Collection entries:

[Start of section]

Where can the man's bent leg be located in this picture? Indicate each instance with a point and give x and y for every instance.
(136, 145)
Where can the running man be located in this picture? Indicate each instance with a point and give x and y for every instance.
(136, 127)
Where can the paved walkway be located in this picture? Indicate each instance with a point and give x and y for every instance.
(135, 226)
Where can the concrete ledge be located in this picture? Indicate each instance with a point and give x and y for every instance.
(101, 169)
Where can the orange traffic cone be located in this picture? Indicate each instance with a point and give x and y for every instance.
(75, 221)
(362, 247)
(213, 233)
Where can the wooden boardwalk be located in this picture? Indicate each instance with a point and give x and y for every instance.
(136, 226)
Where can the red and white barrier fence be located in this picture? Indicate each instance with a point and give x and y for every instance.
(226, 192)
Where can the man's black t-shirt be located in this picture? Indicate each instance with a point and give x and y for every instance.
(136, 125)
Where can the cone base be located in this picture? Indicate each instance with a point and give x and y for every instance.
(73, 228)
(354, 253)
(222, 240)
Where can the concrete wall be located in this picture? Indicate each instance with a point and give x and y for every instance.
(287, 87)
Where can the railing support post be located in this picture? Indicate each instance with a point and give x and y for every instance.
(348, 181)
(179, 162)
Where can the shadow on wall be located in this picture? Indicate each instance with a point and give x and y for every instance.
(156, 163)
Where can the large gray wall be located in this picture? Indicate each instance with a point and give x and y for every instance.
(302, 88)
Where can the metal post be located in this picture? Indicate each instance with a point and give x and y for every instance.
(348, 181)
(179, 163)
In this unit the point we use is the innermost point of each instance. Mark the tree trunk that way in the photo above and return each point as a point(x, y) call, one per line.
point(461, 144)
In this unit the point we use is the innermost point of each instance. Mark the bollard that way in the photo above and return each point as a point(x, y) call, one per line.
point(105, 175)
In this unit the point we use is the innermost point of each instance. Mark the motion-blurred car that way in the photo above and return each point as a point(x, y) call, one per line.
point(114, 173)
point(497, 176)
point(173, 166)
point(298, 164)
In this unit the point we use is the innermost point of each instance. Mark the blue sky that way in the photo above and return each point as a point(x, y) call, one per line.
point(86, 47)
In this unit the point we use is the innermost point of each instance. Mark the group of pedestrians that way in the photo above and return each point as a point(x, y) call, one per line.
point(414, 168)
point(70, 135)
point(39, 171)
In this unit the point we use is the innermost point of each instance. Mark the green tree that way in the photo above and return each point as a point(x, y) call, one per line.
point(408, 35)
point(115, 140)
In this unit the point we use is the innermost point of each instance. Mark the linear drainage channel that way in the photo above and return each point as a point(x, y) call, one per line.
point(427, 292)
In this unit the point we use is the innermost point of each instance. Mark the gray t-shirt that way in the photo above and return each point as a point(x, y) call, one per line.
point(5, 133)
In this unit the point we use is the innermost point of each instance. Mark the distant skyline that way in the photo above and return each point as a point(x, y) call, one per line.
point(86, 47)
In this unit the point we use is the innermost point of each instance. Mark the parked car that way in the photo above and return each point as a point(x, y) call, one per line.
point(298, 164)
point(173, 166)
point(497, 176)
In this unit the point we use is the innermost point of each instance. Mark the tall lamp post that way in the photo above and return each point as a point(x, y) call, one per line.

[End of section]

* [Directions for this task]
All lines from the one containing "Mark the gray" down to the final line above are to be restated word for word; leave out the rest.

* [Solved problem]
In this unit the point we use is the innermost point of each instance. Mark the gray t-shirt that way in the photo above and return each point as a point(x, y) call, one per line.
point(5, 133)
In this unit the point we use is the innermost point of each instance. Mark the distant skyline that way in the photo above and return each point as a point(x, y) call, one per line.
point(86, 47)
In this unit the point we use is the innermost point of each instance. Mark the parked car that way in the photo above and return each point as a point(x, y) call, one per line.
point(298, 164)
point(173, 166)
point(497, 176)
In this unit the point we use is the innermost point of each instance. Mark the tall lamp post that way in the photo above and return each point as a point(x, y) call, one per line.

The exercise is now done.